WHAT IS BEING ASKED :: Every record here should be printed again exactly.

Outline annotation records:
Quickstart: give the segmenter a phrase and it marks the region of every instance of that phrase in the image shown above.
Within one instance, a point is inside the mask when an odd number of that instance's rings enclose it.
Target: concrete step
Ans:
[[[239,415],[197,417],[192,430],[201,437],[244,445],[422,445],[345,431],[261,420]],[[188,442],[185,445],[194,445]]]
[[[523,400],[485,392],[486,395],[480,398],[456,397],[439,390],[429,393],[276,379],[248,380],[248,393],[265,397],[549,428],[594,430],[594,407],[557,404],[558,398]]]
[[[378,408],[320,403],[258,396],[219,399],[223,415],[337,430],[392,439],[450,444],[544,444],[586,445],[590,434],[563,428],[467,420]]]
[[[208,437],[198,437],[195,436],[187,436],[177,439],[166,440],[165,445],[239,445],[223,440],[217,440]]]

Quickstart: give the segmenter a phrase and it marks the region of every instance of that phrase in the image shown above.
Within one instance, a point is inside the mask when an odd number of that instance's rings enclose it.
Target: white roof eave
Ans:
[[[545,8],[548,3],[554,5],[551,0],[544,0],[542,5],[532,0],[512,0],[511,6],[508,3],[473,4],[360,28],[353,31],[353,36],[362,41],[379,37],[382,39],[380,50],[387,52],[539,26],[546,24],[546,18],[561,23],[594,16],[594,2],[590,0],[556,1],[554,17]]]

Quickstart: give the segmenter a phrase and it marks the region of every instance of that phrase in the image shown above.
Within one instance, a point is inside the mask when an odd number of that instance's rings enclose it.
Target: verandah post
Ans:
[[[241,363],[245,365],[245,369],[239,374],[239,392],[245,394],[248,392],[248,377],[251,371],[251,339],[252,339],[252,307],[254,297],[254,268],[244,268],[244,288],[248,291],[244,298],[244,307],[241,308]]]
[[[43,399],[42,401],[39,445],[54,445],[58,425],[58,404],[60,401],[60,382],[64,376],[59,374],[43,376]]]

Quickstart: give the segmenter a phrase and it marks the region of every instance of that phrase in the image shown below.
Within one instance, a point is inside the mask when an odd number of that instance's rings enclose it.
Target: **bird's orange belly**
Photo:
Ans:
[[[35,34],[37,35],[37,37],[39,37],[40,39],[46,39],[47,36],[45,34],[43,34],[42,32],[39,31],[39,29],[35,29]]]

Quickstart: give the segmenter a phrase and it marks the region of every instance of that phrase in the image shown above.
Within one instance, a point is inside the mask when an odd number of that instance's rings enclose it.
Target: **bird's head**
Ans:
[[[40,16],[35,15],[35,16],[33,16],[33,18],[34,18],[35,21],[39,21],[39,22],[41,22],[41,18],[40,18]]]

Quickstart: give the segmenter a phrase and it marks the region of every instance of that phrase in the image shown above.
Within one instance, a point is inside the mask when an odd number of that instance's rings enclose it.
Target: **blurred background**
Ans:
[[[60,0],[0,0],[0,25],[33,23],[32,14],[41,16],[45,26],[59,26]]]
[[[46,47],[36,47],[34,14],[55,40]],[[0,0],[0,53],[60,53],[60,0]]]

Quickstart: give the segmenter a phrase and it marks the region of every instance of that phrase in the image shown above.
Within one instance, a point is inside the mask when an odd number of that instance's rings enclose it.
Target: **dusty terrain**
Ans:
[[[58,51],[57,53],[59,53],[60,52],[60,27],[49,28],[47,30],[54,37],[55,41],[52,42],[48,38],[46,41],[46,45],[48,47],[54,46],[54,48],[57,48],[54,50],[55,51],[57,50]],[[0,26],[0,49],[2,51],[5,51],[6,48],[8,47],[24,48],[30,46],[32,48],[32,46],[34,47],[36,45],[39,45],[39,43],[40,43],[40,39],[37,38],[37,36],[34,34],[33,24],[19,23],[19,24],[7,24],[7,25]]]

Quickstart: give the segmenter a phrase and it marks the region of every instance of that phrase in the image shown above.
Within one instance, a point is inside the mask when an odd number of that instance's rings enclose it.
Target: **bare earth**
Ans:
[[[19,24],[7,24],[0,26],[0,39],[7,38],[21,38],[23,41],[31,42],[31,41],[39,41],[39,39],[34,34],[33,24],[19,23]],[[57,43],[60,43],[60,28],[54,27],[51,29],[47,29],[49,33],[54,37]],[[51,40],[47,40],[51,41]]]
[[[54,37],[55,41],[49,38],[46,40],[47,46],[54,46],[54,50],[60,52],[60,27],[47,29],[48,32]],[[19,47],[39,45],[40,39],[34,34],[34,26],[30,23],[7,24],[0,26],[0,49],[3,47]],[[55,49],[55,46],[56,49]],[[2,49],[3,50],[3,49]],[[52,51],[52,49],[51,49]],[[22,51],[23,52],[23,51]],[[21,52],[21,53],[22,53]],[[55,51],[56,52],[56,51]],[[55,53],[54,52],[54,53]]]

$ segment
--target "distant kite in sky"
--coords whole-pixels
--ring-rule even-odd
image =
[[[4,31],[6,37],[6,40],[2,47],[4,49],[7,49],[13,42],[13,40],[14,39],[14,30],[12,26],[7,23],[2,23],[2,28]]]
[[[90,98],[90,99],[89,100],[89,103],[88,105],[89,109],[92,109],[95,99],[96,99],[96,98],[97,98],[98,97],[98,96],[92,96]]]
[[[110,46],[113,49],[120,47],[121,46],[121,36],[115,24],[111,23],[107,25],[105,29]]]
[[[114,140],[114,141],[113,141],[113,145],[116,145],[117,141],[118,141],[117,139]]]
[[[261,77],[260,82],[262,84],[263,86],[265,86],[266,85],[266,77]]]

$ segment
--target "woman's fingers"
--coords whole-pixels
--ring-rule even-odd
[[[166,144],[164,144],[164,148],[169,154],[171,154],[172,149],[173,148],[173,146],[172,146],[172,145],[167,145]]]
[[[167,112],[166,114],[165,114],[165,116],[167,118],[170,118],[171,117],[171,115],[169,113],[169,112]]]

TASK RESPONSE ::
Quickstart: give the segmenter a phrase and it marks the region of every instance of that phrase in the image shown above.
Within one instance, a point is inside the mask when an odd number of that instance's rings enclose it.
Target: concrete step
Ans:
[[[239,415],[197,417],[192,430],[201,437],[244,445],[422,445],[345,431],[261,420]],[[188,442],[185,445],[194,445]]]
[[[523,400],[485,392],[486,395],[480,398],[456,397],[439,390],[429,393],[276,379],[248,380],[248,393],[265,397],[549,428],[594,430],[594,407],[557,404],[558,398]]]
[[[378,408],[320,403],[258,396],[219,399],[223,415],[337,430],[392,439],[450,444],[544,444],[586,445],[590,434],[563,428],[467,420]]]
[[[208,437],[198,437],[195,436],[187,436],[177,439],[166,440],[165,445],[239,445],[223,440],[217,440]]]

Quickstart: give the segmenter a phrase and it marks the region of every instance of that phrase in the image shown above.
Within one instance, a point is inside the mask when an odd number of that instance's rings enclose it.
Target: white roof eave
Ans:
[[[545,8],[548,3],[554,5],[551,0],[544,0],[542,5],[532,0],[512,0],[511,6],[508,3],[473,4],[360,28],[353,31],[353,36],[362,41],[379,37],[382,39],[380,50],[387,52],[539,26],[546,24],[546,18],[561,23],[594,16],[594,2],[590,0],[556,1],[554,17]]]

Quickstart: give the segmenter a phrase and it marks the region of every instance of that phrase in the image shown above.
Within one instance, a point is inside the mask when an odd number of that instance's rings enclose it.
Target: verandah post
Ans:
[[[241,363],[245,365],[245,369],[239,374],[239,392],[245,394],[248,392],[248,377],[251,371],[251,339],[252,339],[252,307],[254,297],[254,268],[244,268],[244,288],[248,291],[244,298],[244,307],[241,308]]]
[[[43,399],[42,401],[39,445],[54,445],[58,425],[58,404],[60,401],[60,382],[64,376],[59,374],[43,376]]]

Quickstart: give the segmenter a phrase and it marks the region of every instance of that phrase in the image shown below.
Within one instance, a point is inside the mask when an odd number of that instance's rings enclose it.
Target: **bird's orange belly**
Photo:
Ans:
[[[35,34],[37,35],[37,37],[39,37],[40,39],[46,39],[47,36],[45,34],[43,34],[42,32],[39,31],[39,29],[35,29]]]

Quickstart: give the segmenter a phrase and it marks the region of every instance of that phrase in the image shown above.
Within one instance, a point is inside the mask when an odd number of that instance's rings enclose it.
Target: **bird's head**
Ans:
[[[40,16],[35,15],[35,16],[33,16],[33,18],[34,18],[35,21],[39,21],[39,22],[41,22],[41,18],[40,18]]]

Quickstart: give the segmenter a phrase and it marks the region of every instance of that phrase in the image shown above.
Within one instance, a point is inside the mask when an odd number of that instance's rings enclose it.
Target: **blurred background**
Ans:
[[[60,0],[0,0],[0,25],[33,23],[32,14],[41,16],[45,26],[59,26]]]
[[[46,47],[36,47],[34,14],[55,40]],[[0,0],[0,53],[60,53],[60,0]]]

Quickstart: give the segmenter a phrase and it marks the region of every instance of that phrase in the image shown above.
Within one instance, a point is inside the mask when an odd number of that instance's rings enclose it.
Target: **dusty terrain**
Ans:
[[[58,51],[57,53],[59,53],[60,52],[60,27],[49,28],[47,30],[54,37],[55,41],[52,42],[48,38],[46,41],[46,45],[48,47],[54,46],[54,48],[57,48],[54,50],[55,51],[57,50]],[[0,26],[0,49],[2,51],[5,51],[6,48],[8,47],[24,48],[30,46],[32,48],[32,46],[34,47],[36,45],[39,45],[39,43],[40,43],[40,39],[37,38],[37,36],[34,34],[33,24],[19,23],[19,24],[7,24],[7,25]]]

Quickstart: give the segmenter a phrase and it marks the region of every instance of that phrase in the image shown above.
Within one instance, a point is inside the mask when an odd number of that instance's rings enclose it.
Target: **bare earth**
Ans:
[[[19,24],[7,24],[0,26],[0,39],[7,38],[21,38],[23,41],[31,42],[31,41],[39,41],[39,39],[34,34],[33,24],[19,23]],[[57,43],[60,43],[60,28],[54,27],[51,29],[47,29],[49,33],[54,37]],[[51,40],[47,40],[51,41]]]
[[[54,37],[55,41],[49,38],[46,40],[47,46],[54,46],[54,50],[60,52],[60,27],[47,29],[48,32]],[[19,47],[39,45],[40,39],[34,34],[34,26],[30,23],[7,24],[0,26],[0,49],[3,47]],[[55,49],[55,46],[56,49]],[[2,49],[3,50],[3,49]],[[52,51],[52,49],[51,49]],[[22,51],[23,52],[23,51]],[[21,52],[21,53],[22,53]],[[55,51],[56,52],[56,51]],[[55,53],[54,52],[54,53]]]

$ segment
--target "distant kite in sky"
--coords whole-pixels
--ring-rule even-odd
image =
[[[4,31],[6,37],[6,40],[2,47],[4,49],[7,49],[13,42],[13,40],[14,39],[14,30],[12,26],[7,23],[2,23],[2,28]]]
[[[90,98],[90,99],[89,100],[89,103],[88,105],[89,109],[92,109],[95,99],[96,99],[96,98],[97,98],[98,97],[98,96],[92,96]]]
[[[110,46],[113,49],[120,47],[121,46],[121,36],[115,24],[111,23],[107,25],[105,29]]]
[[[114,140],[114,141],[113,141],[113,145],[116,145],[117,141],[118,141],[117,139]]]
[[[261,77],[260,82],[262,84],[263,86],[265,86],[266,85],[266,77]]]

$ segment
--target "woman's fingers"
--coords whole-pixels
--ring-rule even-odd
[[[166,144],[164,144],[164,148],[169,154],[171,154],[172,149],[173,148],[173,146],[172,146],[172,145],[167,145]]]
[[[167,112],[166,114],[165,114],[165,116],[167,118],[170,118],[171,117],[171,115],[169,113],[169,112]]]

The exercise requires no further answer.